══ Data records ══

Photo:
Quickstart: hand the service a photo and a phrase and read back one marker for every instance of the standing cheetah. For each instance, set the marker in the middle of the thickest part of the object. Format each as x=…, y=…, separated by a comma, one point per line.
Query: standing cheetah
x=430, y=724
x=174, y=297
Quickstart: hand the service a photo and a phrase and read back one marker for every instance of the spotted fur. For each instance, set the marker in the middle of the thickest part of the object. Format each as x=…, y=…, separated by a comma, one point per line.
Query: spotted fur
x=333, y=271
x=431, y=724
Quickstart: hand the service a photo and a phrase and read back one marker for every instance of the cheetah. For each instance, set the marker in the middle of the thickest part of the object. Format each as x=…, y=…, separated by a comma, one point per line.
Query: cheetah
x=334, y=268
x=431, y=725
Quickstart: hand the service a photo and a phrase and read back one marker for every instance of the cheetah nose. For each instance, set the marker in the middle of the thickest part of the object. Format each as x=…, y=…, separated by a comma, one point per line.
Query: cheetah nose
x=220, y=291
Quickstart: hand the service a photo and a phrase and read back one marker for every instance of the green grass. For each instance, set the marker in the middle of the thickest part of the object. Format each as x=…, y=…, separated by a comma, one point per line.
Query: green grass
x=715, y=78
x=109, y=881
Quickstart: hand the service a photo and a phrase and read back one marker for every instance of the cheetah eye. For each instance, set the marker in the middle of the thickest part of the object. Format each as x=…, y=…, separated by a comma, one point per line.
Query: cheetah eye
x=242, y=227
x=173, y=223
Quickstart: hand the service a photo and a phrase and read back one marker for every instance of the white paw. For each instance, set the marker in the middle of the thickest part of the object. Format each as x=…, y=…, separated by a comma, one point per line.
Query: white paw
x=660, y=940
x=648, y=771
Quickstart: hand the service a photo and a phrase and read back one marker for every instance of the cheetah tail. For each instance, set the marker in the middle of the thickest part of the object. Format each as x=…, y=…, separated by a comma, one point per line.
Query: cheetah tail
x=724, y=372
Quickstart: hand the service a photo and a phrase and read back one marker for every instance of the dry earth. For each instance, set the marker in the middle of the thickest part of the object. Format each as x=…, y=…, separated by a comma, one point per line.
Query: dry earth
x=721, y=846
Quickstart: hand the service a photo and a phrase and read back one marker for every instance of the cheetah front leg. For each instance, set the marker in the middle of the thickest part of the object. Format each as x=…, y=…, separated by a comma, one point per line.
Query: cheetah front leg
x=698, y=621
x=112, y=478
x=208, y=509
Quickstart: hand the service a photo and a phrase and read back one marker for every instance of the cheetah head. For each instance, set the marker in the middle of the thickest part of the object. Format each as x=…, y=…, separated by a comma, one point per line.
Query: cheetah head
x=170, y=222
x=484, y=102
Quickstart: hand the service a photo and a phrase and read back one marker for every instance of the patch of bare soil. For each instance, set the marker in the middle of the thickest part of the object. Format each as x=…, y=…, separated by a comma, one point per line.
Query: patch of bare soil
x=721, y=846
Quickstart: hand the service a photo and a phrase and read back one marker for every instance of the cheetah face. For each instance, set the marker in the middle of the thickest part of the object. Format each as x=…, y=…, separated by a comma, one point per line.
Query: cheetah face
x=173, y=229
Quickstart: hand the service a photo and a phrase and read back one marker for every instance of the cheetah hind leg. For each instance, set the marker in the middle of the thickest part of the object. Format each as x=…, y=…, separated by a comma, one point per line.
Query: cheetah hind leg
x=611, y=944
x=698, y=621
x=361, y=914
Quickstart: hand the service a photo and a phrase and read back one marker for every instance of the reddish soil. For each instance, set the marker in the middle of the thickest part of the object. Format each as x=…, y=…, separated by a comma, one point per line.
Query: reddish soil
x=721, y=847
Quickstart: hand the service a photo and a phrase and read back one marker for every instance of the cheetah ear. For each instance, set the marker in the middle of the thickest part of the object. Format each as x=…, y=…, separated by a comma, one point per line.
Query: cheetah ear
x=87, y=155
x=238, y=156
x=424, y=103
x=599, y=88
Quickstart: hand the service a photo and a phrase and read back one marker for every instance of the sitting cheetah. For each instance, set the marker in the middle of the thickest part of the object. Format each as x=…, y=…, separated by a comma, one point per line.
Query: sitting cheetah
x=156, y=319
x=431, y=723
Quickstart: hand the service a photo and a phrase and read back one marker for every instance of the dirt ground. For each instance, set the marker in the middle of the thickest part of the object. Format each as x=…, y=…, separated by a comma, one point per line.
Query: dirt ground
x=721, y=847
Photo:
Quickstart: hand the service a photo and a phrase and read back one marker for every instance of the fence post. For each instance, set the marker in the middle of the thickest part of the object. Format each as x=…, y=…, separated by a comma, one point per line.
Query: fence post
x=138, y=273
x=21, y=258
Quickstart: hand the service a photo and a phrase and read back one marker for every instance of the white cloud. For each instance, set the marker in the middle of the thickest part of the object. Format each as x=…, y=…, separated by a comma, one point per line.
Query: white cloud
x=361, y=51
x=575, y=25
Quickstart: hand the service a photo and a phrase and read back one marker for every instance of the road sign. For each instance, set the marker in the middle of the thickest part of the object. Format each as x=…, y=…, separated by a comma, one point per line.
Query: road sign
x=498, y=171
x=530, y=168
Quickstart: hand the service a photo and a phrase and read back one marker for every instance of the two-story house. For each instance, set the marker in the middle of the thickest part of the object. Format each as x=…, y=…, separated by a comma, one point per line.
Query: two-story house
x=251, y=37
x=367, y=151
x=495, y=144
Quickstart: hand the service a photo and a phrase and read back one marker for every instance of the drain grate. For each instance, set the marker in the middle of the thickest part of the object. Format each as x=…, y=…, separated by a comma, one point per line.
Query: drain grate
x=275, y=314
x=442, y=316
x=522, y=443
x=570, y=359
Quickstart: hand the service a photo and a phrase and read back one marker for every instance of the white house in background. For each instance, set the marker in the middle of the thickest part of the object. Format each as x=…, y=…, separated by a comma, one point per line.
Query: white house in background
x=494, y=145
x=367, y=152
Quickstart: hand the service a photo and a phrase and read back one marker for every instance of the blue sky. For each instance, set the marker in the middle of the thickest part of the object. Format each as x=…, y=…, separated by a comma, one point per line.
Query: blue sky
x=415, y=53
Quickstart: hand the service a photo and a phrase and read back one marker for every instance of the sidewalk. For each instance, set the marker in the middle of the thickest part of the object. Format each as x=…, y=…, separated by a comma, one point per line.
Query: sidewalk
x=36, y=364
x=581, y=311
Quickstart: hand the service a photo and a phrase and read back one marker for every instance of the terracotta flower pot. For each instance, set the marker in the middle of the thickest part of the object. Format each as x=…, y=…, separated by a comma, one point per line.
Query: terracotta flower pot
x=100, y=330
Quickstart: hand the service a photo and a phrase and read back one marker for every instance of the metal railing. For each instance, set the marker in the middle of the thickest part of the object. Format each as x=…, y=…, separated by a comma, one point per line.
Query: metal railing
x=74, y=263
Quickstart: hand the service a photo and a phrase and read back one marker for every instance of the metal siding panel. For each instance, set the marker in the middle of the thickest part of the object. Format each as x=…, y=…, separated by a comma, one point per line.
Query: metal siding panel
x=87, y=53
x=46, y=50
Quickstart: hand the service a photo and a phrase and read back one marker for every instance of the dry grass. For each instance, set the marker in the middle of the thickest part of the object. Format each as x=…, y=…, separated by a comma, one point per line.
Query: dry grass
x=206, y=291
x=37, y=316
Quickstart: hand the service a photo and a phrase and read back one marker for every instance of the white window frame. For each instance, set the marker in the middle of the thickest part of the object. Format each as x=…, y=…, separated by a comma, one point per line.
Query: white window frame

═══

> **Exercise objective**: Could you retype all of these lines exactly, with nothing changed?

> **Exercise response**:
Photo:
Quickstart: hand the service a photo and a phrase and read back one marker for every instance of the standing cheetah. For each instance, set the marker in the middle of the thickest part of the object. Format each as x=…, y=…, separated by a comma, one point per line.
Query: standing cheetah
x=430, y=724
x=174, y=297
Quickstart: hand the service a photo and a phrase and read back one marker for every instance of the spotted fur. For each instance, set the marker in the middle of the thickest part of the object. Format each as x=…, y=…, separated by a comma, one point per line.
Query: spotted fur
x=333, y=271
x=431, y=724
Quickstart: hand the service a photo and a phrase and read back one marker for every instance of the cheetah. For each instance, set the marker in the middle of the thickest part of the object. Format each as x=…, y=…, separated by a comma, one point per line.
Query: cheetah
x=334, y=268
x=431, y=725
Quickstart: hand the service a photo and a phrase and read back one marker for every instance of the cheetah nose. For each instance, set the marker in the middle of the thickest part of the object. Format each as x=…, y=…, separated by a comma, one point per line.
Query: cheetah nose
x=220, y=291
Quickstart: hand the service a photo and a phrase and read back one marker for every instance of the green grass. For each instance, set the marker in the middle of the thickest part of the object. Format each as x=…, y=…, separated by a comma, one point per line.
Query: green grass
x=715, y=78
x=109, y=881
Quickstart: hand the service a photo and a phrase and read back one marker for every instance of the cheetah eye. For each instance, set the marker in the middle of the thickest part of the object. Format each as x=…, y=…, separated by a comma, one point per line.
Query: cheetah eye
x=242, y=227
x=173, y=223
Quickstart: hand the service a photo and a phrase and read back one marker for every instance of the white paw. For each instance, set the marker in the middle of the thickest part of the object. Format each as x=…, y=…, separated by a comma, one point per line.
Query: white paw
x=660, y=940
x=648, y=771
Quickstart: hand the service a photo and a phrase and read back one marker for every instance of the cheetah tail. For each instance, set the marker in the middle of the thickest part of the object. Format each as x=…, y=…, separated by a comma, one point per line.
Query: cheetah tail
x=724, y=372
Quickstart: hand the service a photo and a phrase and read back one marker for every instance of the dry earth. For each instance, set the marker in the middle of the thickest part of the object. Format each as x=…, y=…, separated by a comma, one point per line.
Query: dry earth
x=721, y=846
Quickstart: hand the service a photo and a phrase and read back one marker for every instance of the cheetah front leg. For each instance, set the marker in the middle of the thickest part of the object. Format each as x=…, y=…, separated by a comma, one point per line.
Query: cheetah front leg
x=698, y=621
x=112, y=478
x=208, y=509
Quickstart: hand the service a photo and a phrase and read back one marker for every instance of the cheetah head. For each instance, set the marker in the middle of the thickest part of the object. Format each as x=…, y=…, separated by a comma, one point per line.
Query: cheetah head
x=170, y=222
x=484, y=102
Quickstart: hand the service a photo and a phrase and read back one marker for every instance of the patch of bare soil. For each instance, set the marker in the middle of the thickest part of the object. Format each as x=…, y=…, separated by a comma, one point per line.
Query: patch of bare soil
x=721, y=846
Quickstart: hand the service a photo and a phrase and read back one marker for every instance of the cheetah face. For each instance, set the marker in the middle of the thickest part of the object. Format each as x=…, y=…, separated by a comma, one point per line.
Query: cheetah face
x=173, y=229
Quickstart: hand the service a photo and a phrase and read back one marker for every instance of the cheetah hind leg. For each instance, set the marker in the middle of the thickest part of the object. Format each as x=…, y=…, separated by a comma, one point per line.
Query: cheetah hind leg
x=611, y=944
x=698, y=621
x=361, y=914
Quickstart: hand the service a photo and a phrase and read back one marker for every instance of the reddish soil. For each instance, set the marker in the middle of the thickest part of the object. Format each as x=…, y=…, separated by a comma, one point per line.
Query: reddish soil
x=721, y=847
Quickstart: hand the service a photo and a phrase and read back one marker for every instance of the cheetah ear. For each instance, set the marker in the middle of the thickest part of the object. Format each as x=…, y=…, separated by a comma, one point per line.
Query: cheetah ear
x=87, y=155
x=238, y=156
x=424, y=103
x=599, y=88
Quickstart: hand the service a photo and a phrase and read back one marker for every instance of the sitting cheetah. For each instance, set the marker in the middle of the thickest part of the object. Format each as x=…, y=…, separated by a comma, one point per line.
Query: sitting cheetah
x=156, y=319
x=431, y=723
Quickstart: hand the service a photo and a phrase and read back one marker for every instance of the dirt ground. For each instance, set the marker in the middle of the thickest part of the object. Format each as x=…, y=…, separated by a comma, one point per line.
Query: dirt ground
x=721, y=847
Photo:
Quickstart: hand the service a photo and a phrase and read back one marker for every instance of the fence post. For each instance, set the marker in the middle of the thickest part of the object. Format each as x=…, y=…, separated by a comma, one point per line.
Query: fence post
x=138, y=273
x=21, y=258
Quickstart: hand the service a photo and a phrase and read back one marker for every instance of the white cloud. For each instance, set the marker in the middle of the thickest part of the object. Format each as x=…, y=…, separated by a comma, one point per line.
Query: white cloud
x=361, y=51
x=575, y=25
Quickstart: hand the service a photo and a phrase and read back one marker for every instance of the road sign. For each instance, set the marker in the middle of the thickest part of the object. Format each as x=…, y=…, separated by a comma, one point per line.
Query: road sign
x=498, y=171
x=530, y=168
Quickstart: hand the service a photo and a phrase and read back one marker for every instance of the two-story house. For each instance, set the marker in the middle of the thickest part of the object. Format each as x=…, y=…, separated by a comma, one point per line.
Query: two-story house
x=251, y=37
x=367, y=151
x=495, y=144
Quickstart: hand the service a photo and a phrase and read back one marker for every instance of the drain grate. For each instance, set the marker in the middle of the thickest part of the object. Format each as x=…, y=…, separated by a comma, one point per line.
Query: drain grate
x=275, y=314
x=442, y=316
x=522, y=443
x=570, y=359
Quickstart: hand the service a photo and a phrase and read back one marker for every instance of the white house in background. For each instance, set the marker in the middle of the thickest part of the object. Format each as x=…, y=…, separated by a comma, one point per line.
Query: white house in background
x=494, y=145
x=367, y=152
Quickstart: hand the service a photo and a phrase and read back one marker for every instance of the blue sky. For each instance, set the marker in the middle of the thickest part of the object. Format each as x=…, y=…, separated by a comma, one point per line.
Query: blue sky
x=415, y=53
Quickstart: hand the service a photo and a phrase and read back one marker for every instance of the sidewalk. For each instance, set the marker in the middle of the thickest part of the object. Format each as x=…, y=…, separated by a comma, one point per line.
Query: sidewalk
x=36, y=364
x=581, y=311
Quickstart: hand the service a photo and a phrase and read back one marker for every instance of the terracotta flower pot. For each instance, set the marker in the middle of the thickest part of the object. Format each as x=…, y=…, separated by a comma, one point per line.
Query: terracotta flower pot
x=100, y=330
Quickstart: hand the service a photo and a phrase and read back one marker for every instance of the metal railing. For each instance, set the marker in the middle of the thickest part of the object. Format each as x=…, y=…, separated by a comma, one point per line.
Query: metal railing
x=74, y=263
Quickstart: hand the service a photo and a phrase and read back one marker for every instance of the metal siding panel. For each instance, set the marker in the middle of the thickest part of the object. Format each as x=…, y=…, separated by a comma, one point per line.
Query: metal siding panel
x=87, y=53
x=46, y=50
Quickstart: hand the service a photo and a phrase and read back one marker for every instance of the dry grass. For each instance, set the marker in the middle of the thickest part of the object. Format each as x=…, y=…, separated by a comma, one point per line.
Query: dry grass
x=206, y=291
x=37, y=316
Quickstart: hand the service a photo and a phrase and read back one marker for every instance of the white window frame. For each instance, set the marker in the middle of the thickest part of the object. Format each as x=…, y=…, separated by a comma, one point per line.
Query: white window frame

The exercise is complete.